Challenges
a: Answer these questions about the notebook text:
(i) In what unit does the dataset give infant mortality rates?
(ii) Which years does the dataset cover?
(iii) What command does the code use to turn off warning messages?
b: Can you retype the lines of the listing that start with the line containing "Mark the red hair" and run through the final line of the listing?

Passage to read
BEGIN

Welcome to my Notebook! In this notebook I aimed to draw attractive visuals by using R and examined some important metrics, which are the key indicators of level of development. Also, I took a broader look at the general trend over years.
If you have a question or feedback, feel free to write and if you like this notebook, please do not forget to UPVOTE 🙂
Before we get started, I set up the environment. In this section, I loaded the libraries and read the data. Briefly, the dataset includes infant mortality rates (per 1,000 live births), adjusted net national income per capita (current US$) and total fertility rate (births per woman) between 1970 and 2016. Lastly, I adjusted the region names.
# Libraries
library(ggalt)
library(dplyr)
library(tidyr)
library(CGPfunctions)
library(openxlsx)
library(ggplot2)
library(ggrepel)
library(rworldmap)
library(RColorBrewer)
library(animation)
library(gridExtra)
library(magick)
library(plotly)
library(gganimate)
library(gapminder)
# Turning off warning messages
options(warn=-1)
# get the current directory
current_dir <- getwd()
# Reading xlsx document
MortalityFertilityIncome <- read.xlsx(paste0(current_dir,"/data/MortalityFertilityIncome.xlsx"))
attach(MortalityFertilityIncome)

END

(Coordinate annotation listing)

BEGIN

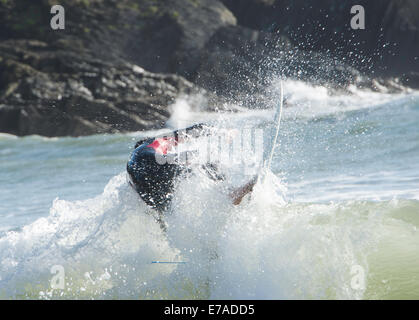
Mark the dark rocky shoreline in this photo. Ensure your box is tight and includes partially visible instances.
[0,0,419,136]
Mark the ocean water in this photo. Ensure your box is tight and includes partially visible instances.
[0,81,419,299]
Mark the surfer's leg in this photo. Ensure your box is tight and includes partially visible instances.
[230,176,258,206]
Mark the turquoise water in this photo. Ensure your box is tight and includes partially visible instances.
[0,82,419,299]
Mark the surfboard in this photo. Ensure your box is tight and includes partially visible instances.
[258,81,284,183]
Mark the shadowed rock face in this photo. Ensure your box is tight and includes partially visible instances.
[0,40,205,136]
[0,0,419,136]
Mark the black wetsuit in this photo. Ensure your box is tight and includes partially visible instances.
[127,124,218,212]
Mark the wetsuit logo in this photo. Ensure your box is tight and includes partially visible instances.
[154,128,263,175]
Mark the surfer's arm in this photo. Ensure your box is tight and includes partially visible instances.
[229,176,258,206]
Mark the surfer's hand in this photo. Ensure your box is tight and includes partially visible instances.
[230,176,258,206]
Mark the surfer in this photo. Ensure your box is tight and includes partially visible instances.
[127,124,256,218]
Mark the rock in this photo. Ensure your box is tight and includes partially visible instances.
[0,40,217,136]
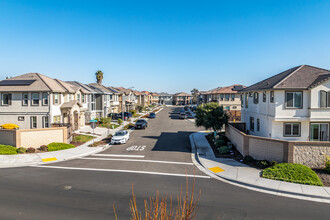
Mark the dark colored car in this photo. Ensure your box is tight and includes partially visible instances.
[148,112,156,118]
[135,119,148,129]
[179,112,187,119]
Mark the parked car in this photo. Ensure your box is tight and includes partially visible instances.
[118,112,133,121]
[111,130,129,144]
[148,112,156,118]
[179,112,187,119]
[135,119,148,129]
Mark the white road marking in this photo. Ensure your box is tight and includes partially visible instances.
[31,165,211,179]
[80,157,194,165]
[92,154,144,158]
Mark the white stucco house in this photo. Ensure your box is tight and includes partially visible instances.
[240,65,330,141]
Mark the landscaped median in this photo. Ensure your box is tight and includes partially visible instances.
[262,163,323,186]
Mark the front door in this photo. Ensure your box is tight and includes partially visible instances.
[310,123,330,141]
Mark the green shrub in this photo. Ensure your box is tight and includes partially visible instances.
[16,147,26,154]
[257,160,270,169]
[215,139,226,147]
[26,147,36,153]
[218,146,230,154]
[243,155,255,164]
[0,144,17,155]
[262,163,323,186]
[47,142,75,151]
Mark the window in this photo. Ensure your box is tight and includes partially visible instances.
[31,92,39,105]
[42,116,49,128]
[2,93,11,105]
[245,93,249,108]
[22,92,29,105]
[257,118,260,131]
[54,92,60,105]
[285,92,302,108]
[250,117,254,131]
[269,91,274,103]
[42,92,48,105]
[320,91,330,108]
[284,123,300,137]
[31,116,37,128]
[53,115,61,123]
[262,92,267,102]
[253,92,259,104]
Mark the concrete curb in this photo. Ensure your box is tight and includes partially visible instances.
[189,133,330,203]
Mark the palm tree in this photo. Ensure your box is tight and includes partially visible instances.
[95,70,103,85]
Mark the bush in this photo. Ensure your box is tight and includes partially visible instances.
[218,146,230,154]
[243,155,255,164]
[16,147,26,154]
[26,147,36,153]
[262,163,323,186]
[0,144,17,155]
[47,142,75,151]
[40,145,48,151]
[257,160,270,169]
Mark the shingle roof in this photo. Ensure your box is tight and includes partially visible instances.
[241,65,330,92]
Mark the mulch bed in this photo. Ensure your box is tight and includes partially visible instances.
[313,169,330,187]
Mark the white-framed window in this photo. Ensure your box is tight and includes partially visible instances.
[22,92,29,106]
[42,116,49,128]
[30,116,37,129]
[283,122,301,137]
[285,92,303,108]
[1,93,12,105]
[54,92,60,105]
[31,92,40,105]
[253,92,259,104]
[269,91,274,103]
[42,92,48,105]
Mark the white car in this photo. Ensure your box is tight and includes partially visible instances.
[111,131,129,144]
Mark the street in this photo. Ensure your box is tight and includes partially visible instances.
[0,107,330,220]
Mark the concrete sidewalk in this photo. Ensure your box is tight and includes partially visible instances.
[0,108,163,168]
[190,132,330,203]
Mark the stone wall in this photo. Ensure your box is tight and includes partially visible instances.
[293,142,330,168]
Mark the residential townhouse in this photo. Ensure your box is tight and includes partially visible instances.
[173,92,193,105]
[240,65,330,141]
[0,73,88,130]
[159,92,173,105]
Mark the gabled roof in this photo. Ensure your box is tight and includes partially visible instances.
[241,65,330,92]
[0,73,75,93]
[88,83,113,94]
[174,92,192,97]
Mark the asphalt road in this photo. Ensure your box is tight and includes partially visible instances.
[0,107,330,219]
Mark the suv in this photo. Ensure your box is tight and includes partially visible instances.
[135,119,148,129]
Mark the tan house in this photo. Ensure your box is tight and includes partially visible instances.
[173,92,193,105]
[0,73,88,130]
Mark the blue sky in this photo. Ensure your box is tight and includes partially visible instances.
[0,0,330,93]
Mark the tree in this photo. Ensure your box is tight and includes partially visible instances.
[95,70,103,85]
[190,88,199,103]
[195,102,228,136]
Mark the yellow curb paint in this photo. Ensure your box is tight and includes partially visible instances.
[42,157,57,162]
[209,167,224,173]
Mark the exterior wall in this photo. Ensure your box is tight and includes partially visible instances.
[0,127,68,148]
[226,125,330,168]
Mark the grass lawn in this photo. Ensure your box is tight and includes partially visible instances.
[98,124,120,129]
[74,134,95,143]
[261,163,323,186]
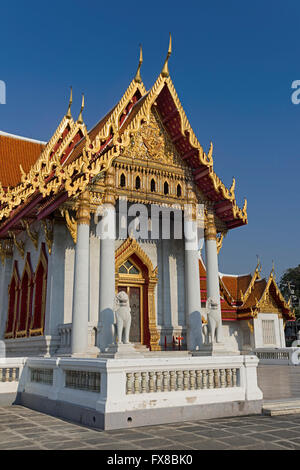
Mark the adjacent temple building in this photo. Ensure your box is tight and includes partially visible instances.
[0,41,293,357]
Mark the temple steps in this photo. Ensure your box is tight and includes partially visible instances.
[262,400,300,416]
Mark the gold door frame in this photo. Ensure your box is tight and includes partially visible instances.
[115,237,161,351]
[116,280,145,344]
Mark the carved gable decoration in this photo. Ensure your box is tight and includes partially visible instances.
[124,108,186,167]
[259,291,282,314]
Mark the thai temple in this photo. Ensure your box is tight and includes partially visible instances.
[0,38,293,427]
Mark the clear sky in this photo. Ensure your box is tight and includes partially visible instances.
[0,0,300,278]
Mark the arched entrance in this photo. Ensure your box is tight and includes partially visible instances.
[116,238,160,351]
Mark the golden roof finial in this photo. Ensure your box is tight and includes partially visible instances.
[66,87,73,119]
[77,93,84,124]
[161,33,172,77]
[256,255,262,273]
[134,44,143,83]
[271,259,275,279]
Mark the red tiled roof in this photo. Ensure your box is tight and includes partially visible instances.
[0,134,45,187]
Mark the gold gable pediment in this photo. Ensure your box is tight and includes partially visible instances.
[123,108,187,168]
[259,292,282,314]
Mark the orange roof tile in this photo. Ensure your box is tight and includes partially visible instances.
[0,133,45,187]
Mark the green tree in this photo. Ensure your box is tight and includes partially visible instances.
[279,264,300,316]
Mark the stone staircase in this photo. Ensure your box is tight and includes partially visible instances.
[262,399,300,416]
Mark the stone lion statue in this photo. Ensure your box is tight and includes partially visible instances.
[115,291,131,344]
[206,297,223,343]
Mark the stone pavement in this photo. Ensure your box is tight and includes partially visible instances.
[0,406,300,451]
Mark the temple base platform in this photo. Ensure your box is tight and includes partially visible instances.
[0,355,262,429]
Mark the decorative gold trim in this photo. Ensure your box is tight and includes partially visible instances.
[42,219,53,255]
[115,237,161,351]
[8,231,25,258]
[134,45,143,83]
[16,252,33,338]
[240,258,262,304]
[0,239,14,265]
[76,191,91,225]
[29,244,48,336]
[204,210,217,241]
[217,231,227,254]
[60,209,77,245]
[161,33,172,77]
[4,261,20,339]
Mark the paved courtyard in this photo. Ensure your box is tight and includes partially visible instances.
[0,406,300,451]
[0,366,300,451]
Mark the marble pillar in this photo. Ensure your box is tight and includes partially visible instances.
[71,191,90,355]
[184,204,202,351]
[204,209,223,343]
[97,202,116,351]
[0,250,13,340]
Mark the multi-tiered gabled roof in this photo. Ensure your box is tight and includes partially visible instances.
[0,36,247,238]
[199,255,295,321]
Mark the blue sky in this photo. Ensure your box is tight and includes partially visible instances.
[0,0,300,278]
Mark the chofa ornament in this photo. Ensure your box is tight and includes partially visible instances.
[206,297,223,344]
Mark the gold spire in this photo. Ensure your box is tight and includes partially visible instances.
[77,93,84,124]
[256,255,262,274]
[134,44,143,83]
[271,259,275,279]
[66,87,73,119]
[161,33,172,77]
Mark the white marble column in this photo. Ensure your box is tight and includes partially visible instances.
[71,191,90,356]
[184,207,202,351]
[204,209,223,343]
[97,202,116,351]
[0,249,13,340]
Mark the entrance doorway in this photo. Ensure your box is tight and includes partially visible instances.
[115,237,160,351]
[118,285,144,344]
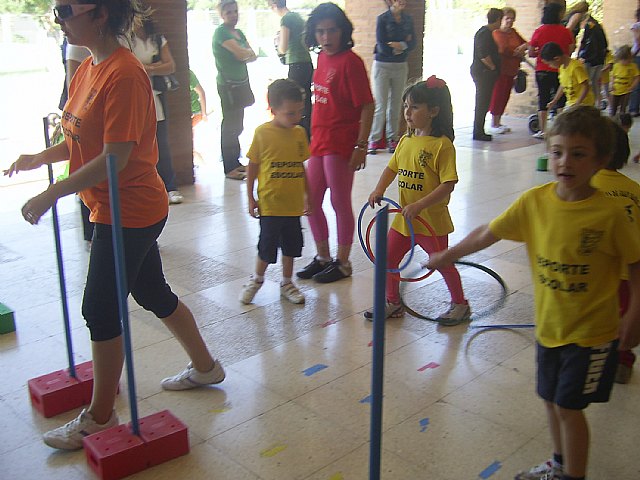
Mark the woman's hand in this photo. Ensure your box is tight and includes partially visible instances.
[402,202,423,221]
[367,190,384,208]
[3,154,44,177]
[349,147,367,172]
[22,189,56,225]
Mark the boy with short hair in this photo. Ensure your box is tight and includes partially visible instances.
[427,106,640,480]
[540,42,595,110]
[240,79,309,304]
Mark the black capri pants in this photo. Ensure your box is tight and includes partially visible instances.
[82,217,178,342]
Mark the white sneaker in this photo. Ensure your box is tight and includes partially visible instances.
[42,408,119,450]
[280,282,304,305]
[438,302,471,327]
[514,460,562,480]
[160,360,226,390]
[240,277,264,305]
[167,190,184,205]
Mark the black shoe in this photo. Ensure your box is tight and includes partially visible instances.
[473,133,492,142]
[296,257,331,280]
[313,260,351,283]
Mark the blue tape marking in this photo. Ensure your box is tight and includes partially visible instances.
[302,363,329,377]
[420,418,429,432]
[478,462,502,480]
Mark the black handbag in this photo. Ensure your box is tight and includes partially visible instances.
[513,69,527,93]
[224,77,256,108]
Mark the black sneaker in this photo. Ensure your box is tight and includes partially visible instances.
[313,260,351,283]
[296,257,331,280]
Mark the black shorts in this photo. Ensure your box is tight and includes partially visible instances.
[258,216,304,263]
[537,340,618,410]
[536,70,567,111]
[82,218,178,342]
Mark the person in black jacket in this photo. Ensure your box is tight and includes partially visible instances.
[578,13,609,107]
[471,8,504,142]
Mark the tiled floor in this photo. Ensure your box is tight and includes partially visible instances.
[0,119,640,480]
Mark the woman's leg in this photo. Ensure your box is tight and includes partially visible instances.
[416,235,467,305]
[386,62,409,142]
[307,157,330,253]
[369,60,389,142]
[386,228,411,304]
[324,155,355,265]
[218,85,244,175]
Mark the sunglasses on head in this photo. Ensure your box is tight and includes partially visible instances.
[53,3,97,22]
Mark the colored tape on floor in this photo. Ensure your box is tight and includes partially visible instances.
[302,363,329,377]
[478,462,502,480]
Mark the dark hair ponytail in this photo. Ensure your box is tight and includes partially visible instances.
[402,75,455,142]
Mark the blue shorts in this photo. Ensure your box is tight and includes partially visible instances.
[258,216,304,263]
[537,340,618,410]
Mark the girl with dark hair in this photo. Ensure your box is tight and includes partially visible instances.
[131,17,184,204]
[4,0,225,450]
[297,3,374,283]
[529,3,575,139]
[364,75,471,325]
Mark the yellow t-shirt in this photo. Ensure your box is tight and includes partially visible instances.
[611,62,640,95]
[591,168,640,280]
[558,58,596,107]
[247,122,309,217]
[388,135,458,236]
[489,182,640,347]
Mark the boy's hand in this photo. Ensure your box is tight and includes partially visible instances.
[367,190,384,208]
[3,155,43,177]
[249,197,260,218]
[618,315,640,350]
[402,202,422,221]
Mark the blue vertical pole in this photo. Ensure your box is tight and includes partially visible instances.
[369,206,389,480]
[107,154,140,435]
[42,117,76,378]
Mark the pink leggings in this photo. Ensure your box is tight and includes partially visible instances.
[387,228,467,304]
[307,155,355,245]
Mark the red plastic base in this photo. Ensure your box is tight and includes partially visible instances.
[83,410,189,480]
[28,362,93,418]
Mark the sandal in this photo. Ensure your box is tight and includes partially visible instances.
[225,168,247,180]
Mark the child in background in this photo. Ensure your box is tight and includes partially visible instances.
[609,45,640,117]
[364,76,471,325]
[540,42,595,110]
[240,79,309,304]
[427,106,640,480]
[591,118,640,383]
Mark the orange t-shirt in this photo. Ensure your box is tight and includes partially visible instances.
[62,48,169,228]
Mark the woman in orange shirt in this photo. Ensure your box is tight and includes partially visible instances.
[4,0,225,450]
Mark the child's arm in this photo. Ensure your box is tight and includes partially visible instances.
[369,167,396,208]
[547,85,564,110]
[425,224,500,269]
[246,162,260,218]
[402,182,456,220]
[618,262,640,350]
[576,80,591,106]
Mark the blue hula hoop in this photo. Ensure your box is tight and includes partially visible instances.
[358,197,416,273]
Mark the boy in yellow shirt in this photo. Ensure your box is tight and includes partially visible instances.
[427,106,640,480]
[240,79,309,304]
[540,42,595,109]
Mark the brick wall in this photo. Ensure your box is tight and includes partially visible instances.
[147,0,195,184]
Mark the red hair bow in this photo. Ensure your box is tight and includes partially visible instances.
[425,75,447,88]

END

Solutions by task
a:
(i) Per 1,000 live births
(ii) 1970 to 2016
(iii) options(warn=-1)

b:
Mark the red hair bow in this photo. Ensure your box is tight and includes partially visible instances.
[425,75,447,88]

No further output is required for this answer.